• What the task requires: Copy every line of the records below word for word, leaving out the pictures.

— Start Supplied records —

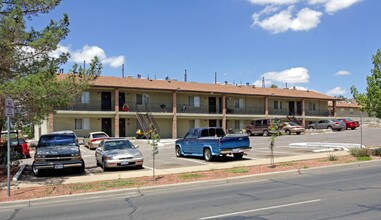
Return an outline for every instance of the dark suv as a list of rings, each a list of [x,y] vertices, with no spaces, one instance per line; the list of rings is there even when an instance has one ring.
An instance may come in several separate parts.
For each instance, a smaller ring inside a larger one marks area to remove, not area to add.
[[[85,162],[76,137],[73,134],[42,135],[36,147],[32,169],[35,176],[43,170],[74,169],[83,173]]]
[[[243,132],[247,135],[263,135],[263,136],[269,136],[271,131],[271,125],[273,123],[276,123],[278,125],[278,128],[281,127],[281,120],[279,118],[262,118],[262,119],[255,119],[250,122],[249,125],[247,125]],[[278,131],[279,132],[279,131]]]

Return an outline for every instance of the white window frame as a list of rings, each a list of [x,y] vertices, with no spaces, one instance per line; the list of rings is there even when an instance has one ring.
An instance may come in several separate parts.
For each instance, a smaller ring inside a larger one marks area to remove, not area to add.
[[[89,118],[75,118],[74,129],[75,130],[90,130],[90,119]]]
[[[81,103],[90,103],[90,92],[83,92],[81,95]]]

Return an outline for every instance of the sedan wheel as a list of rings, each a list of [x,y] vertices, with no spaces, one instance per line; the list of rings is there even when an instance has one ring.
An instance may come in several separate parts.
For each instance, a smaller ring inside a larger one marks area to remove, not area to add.
[[[212,158],[213,158],[212,152],[210,151],[209,148],[206,148],[204,150],[204,159],[205,159],[205,161],[211,161]]]

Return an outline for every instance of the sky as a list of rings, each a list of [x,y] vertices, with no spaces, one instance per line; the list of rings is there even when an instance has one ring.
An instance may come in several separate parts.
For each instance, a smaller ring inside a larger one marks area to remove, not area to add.
[[[63,0],[33,18],[67,13],[70,33],[52,52],[63,66],[103,63],[103,76],[365,92],[381,48],[378,0]]]

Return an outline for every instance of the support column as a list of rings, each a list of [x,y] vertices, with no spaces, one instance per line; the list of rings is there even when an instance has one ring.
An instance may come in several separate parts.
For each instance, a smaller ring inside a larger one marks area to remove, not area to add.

— End Supplied records —

• Output for this task:
Return an outline for every instance of the dark suv as a list of rings, each a list of [x,y] vertices, with no spaces, one instance per line; the list of rings is there even when an instance has one ring.
An instance may come in several separate parts.
For each instance, a smaller ring inside a larger one marks area to remove, not area to add.
[[[85,162],[76,137],[73,134],[42,135],[36,147],[32,169],[35,176],[43,170],[74,169],[83,173]]]
[[[243,132],[247,135],[263,135],[263,136],[269,136],[271,131],[271,125],[273,123],[276,123],[278,125],[278,128],[281,127],[281,120],[279,118],[262,118],[262,119],[255,119],[250,122],[249,125],[247,125]],[[278,131],[279,132],[279,131]]]

Return an outline for every instance of the white window frame as a list of rings, each a list of [x,y] vertices, with no spaces, one instance per line; the list of rings is there even when an instance has one ring.
An instance may come in several separate parts.
For each instance, a smaller ring inside a larger one marks area to remove, not area to add.
[[[89,118],[75,118],[74,129],[75,130],[90,130],[90,119]]]
[[[81,103],[90,103],[90,92],[83,92],[81,95]]]

Return an outline for every instance of the sedan wheel as a list of rings, each a list of [x,y] vertices, with no spaces, one instance per line; the list of rings is there even when an instance has one ring.
An instance may come in several separate parts.
For each instance, a smaller ring inside a larger one marks area to remove, not area to add.
[[[212,158],[213,158],[212,152],[210,151],[209,148],[206,148],[204,150],[204,159],[205,159],[205,161],[211,161]]]

Return an outline for every instance of the sky as a list of rings, each a list of [x,y] vertices, with no spaces, one instance per line; the list of rings is there even when an instance has one ring.
An instance may come in several separate parts.
For each instance, a smaller ring inside a larger one marks area to remove, not area to add.
[[[63,0],[33,18],[67,13],[70,33],[52,52],[63,66],[103,63],[103,76],[365,92],[381,48],[378,0]]]

Return an outline for every instance of the support column as a list of rings, each a list of [x,y] vertices, with no spaces, one instance per line; the list of rings is there even when an instance has one ring.
An instance may come in several separate parts.
For each instance, a smaller ring inside a larger one marks area to remove, not area to add.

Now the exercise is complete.